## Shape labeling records
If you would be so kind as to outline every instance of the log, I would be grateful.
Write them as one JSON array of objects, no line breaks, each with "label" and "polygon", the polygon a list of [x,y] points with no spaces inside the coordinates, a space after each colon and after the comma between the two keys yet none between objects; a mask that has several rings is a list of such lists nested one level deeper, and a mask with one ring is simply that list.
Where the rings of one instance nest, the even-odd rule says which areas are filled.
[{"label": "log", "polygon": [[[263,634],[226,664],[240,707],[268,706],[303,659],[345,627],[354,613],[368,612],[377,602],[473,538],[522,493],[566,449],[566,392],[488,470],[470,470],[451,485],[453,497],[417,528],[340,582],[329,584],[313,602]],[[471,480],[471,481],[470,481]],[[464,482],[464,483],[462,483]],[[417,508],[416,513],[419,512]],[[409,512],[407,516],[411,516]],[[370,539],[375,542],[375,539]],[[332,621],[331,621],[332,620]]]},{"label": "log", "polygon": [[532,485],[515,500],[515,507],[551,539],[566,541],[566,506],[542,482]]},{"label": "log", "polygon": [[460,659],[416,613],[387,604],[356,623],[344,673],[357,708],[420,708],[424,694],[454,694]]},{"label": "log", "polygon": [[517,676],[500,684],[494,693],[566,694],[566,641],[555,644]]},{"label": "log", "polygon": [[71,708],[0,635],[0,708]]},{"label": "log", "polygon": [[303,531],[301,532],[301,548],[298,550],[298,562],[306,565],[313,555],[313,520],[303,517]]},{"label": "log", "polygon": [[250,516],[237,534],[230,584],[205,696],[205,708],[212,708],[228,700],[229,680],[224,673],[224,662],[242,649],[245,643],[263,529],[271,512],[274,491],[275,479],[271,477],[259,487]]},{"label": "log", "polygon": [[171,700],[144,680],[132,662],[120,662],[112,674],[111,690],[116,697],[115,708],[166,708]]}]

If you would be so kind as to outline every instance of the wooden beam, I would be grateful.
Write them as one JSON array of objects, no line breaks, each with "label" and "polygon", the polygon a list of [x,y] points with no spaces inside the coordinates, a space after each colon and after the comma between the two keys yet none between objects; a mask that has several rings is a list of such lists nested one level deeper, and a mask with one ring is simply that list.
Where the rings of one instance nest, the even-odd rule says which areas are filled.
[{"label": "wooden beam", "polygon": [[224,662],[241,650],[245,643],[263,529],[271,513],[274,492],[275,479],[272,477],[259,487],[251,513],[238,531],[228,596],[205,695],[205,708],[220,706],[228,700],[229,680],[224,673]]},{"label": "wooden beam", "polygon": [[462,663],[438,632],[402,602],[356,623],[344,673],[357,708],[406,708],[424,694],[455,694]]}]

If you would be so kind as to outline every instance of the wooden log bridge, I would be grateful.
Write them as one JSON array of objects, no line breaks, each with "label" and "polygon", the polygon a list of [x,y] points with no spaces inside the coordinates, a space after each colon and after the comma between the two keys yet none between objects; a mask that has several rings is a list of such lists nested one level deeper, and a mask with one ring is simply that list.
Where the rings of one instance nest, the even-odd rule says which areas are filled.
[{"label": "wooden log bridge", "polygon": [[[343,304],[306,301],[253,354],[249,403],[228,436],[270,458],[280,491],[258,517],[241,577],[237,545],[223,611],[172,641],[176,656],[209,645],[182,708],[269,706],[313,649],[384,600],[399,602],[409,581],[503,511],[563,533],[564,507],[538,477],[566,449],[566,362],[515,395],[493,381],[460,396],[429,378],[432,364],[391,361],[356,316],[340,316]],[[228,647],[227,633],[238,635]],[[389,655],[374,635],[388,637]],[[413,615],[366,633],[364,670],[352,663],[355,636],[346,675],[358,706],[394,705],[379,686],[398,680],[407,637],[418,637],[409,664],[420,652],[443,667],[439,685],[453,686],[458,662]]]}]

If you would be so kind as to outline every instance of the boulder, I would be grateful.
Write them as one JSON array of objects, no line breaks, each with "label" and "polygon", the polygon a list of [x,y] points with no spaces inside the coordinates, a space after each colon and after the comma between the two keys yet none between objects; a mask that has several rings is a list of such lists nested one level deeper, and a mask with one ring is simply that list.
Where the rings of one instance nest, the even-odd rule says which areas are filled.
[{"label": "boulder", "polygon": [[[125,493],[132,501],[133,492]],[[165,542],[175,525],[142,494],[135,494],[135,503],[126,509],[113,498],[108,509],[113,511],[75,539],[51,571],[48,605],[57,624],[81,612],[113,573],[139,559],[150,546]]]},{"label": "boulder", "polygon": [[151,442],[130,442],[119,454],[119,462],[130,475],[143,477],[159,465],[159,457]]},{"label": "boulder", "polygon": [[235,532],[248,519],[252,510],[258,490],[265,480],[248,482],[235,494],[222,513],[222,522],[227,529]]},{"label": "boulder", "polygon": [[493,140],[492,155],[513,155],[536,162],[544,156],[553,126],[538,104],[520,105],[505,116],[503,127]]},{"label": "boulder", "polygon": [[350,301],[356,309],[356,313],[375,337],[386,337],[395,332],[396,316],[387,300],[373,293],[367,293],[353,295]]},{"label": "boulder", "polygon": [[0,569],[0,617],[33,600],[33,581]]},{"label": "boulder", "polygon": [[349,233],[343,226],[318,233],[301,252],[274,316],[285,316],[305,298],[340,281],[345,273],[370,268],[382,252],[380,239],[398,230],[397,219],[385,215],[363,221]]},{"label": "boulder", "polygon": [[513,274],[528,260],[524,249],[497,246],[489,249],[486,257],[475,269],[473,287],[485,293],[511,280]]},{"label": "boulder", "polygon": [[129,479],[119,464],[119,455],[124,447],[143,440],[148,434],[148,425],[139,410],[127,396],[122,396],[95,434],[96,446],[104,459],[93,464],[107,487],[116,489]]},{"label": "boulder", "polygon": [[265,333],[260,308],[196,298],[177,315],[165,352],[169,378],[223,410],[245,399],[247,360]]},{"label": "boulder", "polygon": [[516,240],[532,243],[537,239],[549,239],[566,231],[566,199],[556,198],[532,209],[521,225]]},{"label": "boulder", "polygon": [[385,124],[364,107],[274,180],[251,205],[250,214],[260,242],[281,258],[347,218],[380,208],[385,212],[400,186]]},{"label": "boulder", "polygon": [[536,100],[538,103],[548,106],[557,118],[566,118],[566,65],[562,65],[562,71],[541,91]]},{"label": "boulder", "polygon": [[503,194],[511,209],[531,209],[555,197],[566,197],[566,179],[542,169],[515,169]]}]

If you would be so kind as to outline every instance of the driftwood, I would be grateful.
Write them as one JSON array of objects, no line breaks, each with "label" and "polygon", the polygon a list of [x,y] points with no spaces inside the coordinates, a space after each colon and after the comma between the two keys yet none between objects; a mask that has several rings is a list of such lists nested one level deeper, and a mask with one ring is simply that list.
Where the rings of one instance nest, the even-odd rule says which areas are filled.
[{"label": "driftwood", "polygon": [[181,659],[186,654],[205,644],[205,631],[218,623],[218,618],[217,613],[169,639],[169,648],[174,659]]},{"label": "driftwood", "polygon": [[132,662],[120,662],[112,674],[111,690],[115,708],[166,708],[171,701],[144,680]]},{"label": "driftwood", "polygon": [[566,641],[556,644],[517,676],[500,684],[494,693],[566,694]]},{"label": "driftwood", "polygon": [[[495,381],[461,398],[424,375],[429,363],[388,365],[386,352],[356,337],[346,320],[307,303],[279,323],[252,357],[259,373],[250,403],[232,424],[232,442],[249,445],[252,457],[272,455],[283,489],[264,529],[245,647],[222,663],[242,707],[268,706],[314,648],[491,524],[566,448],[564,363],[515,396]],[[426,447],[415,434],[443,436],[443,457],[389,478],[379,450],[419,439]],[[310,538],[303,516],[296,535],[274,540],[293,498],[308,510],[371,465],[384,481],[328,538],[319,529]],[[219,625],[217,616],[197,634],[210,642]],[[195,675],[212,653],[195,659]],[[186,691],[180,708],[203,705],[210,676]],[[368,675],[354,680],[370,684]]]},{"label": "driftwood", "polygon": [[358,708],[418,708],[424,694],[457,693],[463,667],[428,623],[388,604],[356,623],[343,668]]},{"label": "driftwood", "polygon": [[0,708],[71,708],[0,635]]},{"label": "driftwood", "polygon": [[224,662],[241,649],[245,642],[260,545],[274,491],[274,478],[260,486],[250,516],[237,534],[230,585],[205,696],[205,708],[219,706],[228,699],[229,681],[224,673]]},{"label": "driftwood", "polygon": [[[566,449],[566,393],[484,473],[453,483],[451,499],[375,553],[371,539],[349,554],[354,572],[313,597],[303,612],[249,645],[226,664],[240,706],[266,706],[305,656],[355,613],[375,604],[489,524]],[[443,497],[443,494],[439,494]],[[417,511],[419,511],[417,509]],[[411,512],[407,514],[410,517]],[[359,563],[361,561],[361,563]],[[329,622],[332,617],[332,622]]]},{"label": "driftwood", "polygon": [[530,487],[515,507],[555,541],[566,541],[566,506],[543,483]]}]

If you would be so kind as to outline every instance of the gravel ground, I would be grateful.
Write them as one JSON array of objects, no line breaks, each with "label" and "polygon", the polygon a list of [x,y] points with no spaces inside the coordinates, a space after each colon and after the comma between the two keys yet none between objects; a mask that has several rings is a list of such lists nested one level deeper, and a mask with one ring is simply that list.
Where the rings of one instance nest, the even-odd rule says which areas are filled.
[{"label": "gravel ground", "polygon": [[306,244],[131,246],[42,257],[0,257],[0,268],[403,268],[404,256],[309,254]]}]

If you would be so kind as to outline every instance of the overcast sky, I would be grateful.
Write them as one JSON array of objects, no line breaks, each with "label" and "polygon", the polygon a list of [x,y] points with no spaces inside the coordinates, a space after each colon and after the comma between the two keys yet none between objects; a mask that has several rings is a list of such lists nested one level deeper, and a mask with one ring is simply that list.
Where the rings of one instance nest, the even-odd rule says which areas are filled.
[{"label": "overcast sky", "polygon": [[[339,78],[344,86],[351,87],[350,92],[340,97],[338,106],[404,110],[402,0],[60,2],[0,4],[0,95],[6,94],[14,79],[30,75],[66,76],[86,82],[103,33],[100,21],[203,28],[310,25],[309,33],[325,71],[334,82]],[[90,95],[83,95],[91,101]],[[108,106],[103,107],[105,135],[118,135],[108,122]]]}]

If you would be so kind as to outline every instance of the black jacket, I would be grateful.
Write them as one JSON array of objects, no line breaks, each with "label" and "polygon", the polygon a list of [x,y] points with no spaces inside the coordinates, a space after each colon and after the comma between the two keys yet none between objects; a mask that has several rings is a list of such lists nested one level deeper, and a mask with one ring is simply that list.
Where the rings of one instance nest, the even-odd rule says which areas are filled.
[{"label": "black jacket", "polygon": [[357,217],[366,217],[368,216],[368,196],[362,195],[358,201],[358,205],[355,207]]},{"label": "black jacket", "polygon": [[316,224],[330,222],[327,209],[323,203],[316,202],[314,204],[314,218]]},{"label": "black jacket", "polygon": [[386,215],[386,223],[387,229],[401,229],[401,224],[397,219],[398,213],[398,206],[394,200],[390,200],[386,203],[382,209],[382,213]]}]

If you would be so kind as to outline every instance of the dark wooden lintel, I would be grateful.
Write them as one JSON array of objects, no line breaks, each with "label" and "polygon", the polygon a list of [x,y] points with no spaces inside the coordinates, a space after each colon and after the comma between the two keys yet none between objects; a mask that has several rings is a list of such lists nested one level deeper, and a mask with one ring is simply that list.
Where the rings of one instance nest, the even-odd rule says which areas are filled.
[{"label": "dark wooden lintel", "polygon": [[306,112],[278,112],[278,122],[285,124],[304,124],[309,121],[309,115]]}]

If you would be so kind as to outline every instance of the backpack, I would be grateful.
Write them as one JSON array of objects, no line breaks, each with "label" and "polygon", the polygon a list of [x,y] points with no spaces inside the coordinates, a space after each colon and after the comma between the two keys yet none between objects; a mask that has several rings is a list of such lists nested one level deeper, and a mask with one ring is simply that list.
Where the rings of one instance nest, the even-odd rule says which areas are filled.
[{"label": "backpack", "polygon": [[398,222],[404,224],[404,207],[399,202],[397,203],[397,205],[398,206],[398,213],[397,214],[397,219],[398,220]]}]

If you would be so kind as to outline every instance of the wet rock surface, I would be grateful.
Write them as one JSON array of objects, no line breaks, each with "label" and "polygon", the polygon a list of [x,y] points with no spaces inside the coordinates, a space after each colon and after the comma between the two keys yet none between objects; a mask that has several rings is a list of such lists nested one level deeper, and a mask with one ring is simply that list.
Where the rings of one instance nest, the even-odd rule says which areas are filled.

## WHAT NEEDS TO BE DONE
Count the lines in the rows above that contain the string "backpack", and reply with that number alone.

## RESULT OF THE EXERCISE
2